(INFORMATION)

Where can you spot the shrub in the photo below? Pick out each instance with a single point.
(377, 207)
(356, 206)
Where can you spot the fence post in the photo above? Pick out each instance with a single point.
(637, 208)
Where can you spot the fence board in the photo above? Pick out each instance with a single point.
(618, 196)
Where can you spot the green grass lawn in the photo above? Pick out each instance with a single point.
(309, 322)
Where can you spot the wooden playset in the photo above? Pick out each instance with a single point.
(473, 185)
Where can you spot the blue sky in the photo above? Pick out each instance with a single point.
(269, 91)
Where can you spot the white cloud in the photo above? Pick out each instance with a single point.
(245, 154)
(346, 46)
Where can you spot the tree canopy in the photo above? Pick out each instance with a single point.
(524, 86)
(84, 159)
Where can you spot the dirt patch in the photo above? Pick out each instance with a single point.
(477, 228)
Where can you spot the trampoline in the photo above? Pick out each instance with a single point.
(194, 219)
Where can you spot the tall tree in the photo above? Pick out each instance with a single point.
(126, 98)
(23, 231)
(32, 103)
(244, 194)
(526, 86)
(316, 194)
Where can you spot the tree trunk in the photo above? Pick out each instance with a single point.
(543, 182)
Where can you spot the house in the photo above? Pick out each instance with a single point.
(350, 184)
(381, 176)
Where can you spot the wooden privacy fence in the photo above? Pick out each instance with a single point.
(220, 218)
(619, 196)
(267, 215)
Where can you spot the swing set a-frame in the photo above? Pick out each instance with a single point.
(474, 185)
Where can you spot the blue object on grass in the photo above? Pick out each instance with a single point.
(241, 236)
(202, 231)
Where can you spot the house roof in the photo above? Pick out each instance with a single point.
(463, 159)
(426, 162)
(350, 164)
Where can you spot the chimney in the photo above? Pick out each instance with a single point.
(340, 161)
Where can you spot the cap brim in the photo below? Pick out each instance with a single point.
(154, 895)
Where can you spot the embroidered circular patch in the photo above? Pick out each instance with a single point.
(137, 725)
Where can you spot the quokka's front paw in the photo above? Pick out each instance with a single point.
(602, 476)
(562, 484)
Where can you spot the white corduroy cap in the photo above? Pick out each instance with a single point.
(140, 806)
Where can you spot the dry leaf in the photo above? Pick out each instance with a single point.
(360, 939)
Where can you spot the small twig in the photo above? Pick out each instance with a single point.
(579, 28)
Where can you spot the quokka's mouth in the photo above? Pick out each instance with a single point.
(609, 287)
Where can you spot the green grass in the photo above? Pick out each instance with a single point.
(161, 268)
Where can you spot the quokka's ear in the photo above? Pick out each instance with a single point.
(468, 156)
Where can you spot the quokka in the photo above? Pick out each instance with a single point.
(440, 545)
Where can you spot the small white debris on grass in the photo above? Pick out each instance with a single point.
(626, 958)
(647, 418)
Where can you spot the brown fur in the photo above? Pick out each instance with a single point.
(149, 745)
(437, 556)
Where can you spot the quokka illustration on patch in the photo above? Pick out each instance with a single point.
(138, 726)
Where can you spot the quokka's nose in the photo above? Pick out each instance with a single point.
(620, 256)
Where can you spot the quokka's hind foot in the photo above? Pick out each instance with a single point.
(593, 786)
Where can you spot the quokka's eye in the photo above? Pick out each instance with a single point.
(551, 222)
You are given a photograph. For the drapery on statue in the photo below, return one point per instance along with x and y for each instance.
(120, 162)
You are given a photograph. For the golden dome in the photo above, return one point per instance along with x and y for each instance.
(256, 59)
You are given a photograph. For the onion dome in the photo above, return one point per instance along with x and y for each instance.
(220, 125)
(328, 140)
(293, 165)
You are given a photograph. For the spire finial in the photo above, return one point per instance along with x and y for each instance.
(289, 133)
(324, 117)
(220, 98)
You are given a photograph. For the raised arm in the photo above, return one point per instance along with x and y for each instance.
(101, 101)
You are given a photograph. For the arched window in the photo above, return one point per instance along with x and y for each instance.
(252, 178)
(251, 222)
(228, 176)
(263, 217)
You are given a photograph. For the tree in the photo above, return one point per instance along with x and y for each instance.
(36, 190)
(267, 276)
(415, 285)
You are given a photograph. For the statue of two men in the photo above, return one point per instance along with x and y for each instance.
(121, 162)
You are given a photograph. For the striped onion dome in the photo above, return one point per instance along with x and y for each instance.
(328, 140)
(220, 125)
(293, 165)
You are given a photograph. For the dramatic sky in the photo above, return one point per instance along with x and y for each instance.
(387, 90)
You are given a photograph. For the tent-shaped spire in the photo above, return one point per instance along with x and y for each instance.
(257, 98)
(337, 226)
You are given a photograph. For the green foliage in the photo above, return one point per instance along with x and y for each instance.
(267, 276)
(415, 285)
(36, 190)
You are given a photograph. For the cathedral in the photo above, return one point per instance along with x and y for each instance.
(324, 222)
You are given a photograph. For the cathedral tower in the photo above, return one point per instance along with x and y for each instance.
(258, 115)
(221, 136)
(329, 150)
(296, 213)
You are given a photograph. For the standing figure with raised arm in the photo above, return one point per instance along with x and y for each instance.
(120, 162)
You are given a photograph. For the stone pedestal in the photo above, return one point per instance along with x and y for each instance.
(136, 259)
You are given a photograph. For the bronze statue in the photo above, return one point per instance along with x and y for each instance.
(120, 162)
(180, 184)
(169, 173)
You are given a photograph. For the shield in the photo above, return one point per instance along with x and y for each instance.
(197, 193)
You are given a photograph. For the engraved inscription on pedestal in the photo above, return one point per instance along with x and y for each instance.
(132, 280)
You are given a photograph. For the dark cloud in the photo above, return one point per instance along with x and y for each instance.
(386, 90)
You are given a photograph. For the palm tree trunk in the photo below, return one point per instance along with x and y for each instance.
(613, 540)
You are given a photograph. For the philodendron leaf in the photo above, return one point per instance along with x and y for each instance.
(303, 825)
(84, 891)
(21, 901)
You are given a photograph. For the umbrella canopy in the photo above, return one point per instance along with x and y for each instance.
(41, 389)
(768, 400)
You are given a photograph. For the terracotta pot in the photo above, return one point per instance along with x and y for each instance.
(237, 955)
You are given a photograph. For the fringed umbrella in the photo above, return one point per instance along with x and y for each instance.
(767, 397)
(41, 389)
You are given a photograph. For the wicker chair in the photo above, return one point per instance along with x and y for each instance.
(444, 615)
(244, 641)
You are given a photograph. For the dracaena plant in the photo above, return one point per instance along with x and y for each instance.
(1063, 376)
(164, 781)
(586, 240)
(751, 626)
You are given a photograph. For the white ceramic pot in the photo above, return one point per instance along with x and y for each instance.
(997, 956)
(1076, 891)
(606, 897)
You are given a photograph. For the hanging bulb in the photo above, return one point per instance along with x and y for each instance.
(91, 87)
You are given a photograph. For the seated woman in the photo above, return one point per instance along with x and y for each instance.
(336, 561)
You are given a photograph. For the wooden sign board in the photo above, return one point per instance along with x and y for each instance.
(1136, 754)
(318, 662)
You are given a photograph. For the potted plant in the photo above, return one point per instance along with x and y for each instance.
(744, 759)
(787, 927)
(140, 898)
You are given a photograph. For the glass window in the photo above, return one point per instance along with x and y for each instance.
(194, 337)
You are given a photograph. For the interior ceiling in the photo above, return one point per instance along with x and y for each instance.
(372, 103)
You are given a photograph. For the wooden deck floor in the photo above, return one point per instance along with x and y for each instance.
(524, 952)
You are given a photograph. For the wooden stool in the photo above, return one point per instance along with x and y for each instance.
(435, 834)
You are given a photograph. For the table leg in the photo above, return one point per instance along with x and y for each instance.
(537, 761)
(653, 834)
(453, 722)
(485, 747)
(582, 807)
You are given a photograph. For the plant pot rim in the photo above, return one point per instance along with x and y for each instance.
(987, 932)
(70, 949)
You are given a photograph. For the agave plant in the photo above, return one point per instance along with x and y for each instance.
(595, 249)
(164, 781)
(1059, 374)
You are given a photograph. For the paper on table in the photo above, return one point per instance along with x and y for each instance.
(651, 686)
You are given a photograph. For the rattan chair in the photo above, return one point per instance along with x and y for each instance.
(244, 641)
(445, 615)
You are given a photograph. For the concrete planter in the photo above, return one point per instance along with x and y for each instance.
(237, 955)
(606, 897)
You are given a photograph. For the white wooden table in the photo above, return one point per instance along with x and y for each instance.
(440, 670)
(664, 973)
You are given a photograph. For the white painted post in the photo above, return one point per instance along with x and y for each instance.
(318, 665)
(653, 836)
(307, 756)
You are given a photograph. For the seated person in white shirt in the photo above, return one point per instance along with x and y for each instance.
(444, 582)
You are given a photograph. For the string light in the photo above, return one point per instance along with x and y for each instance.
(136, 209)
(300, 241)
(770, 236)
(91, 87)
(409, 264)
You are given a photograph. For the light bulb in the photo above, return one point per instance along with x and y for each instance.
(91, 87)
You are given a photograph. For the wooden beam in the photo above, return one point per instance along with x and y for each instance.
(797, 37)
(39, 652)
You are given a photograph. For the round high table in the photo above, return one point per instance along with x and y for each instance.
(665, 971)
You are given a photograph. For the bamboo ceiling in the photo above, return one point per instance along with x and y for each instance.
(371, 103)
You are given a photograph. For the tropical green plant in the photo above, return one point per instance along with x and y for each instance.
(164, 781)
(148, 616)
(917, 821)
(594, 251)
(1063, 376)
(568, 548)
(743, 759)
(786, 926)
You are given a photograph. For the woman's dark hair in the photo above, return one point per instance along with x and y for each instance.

(End INFORMATION)

Copy exactly the line containing "You are given a photograph. For the tropical" and every line after it, ending with the last line of the records above.

TASK RESULT:
You are given a photograph. For the tropical green plant in the photo above, return one point per instance along with x and y for each instance.
(164, 781)
(148, 616)
(917, 821)
(594, 251)
(1063, 376)
(568, 548)
(743, 759)
(786, 926)
You are given a photograph. For the woman's dark hair in the photo above, return one point per instance along with x and y for each instance.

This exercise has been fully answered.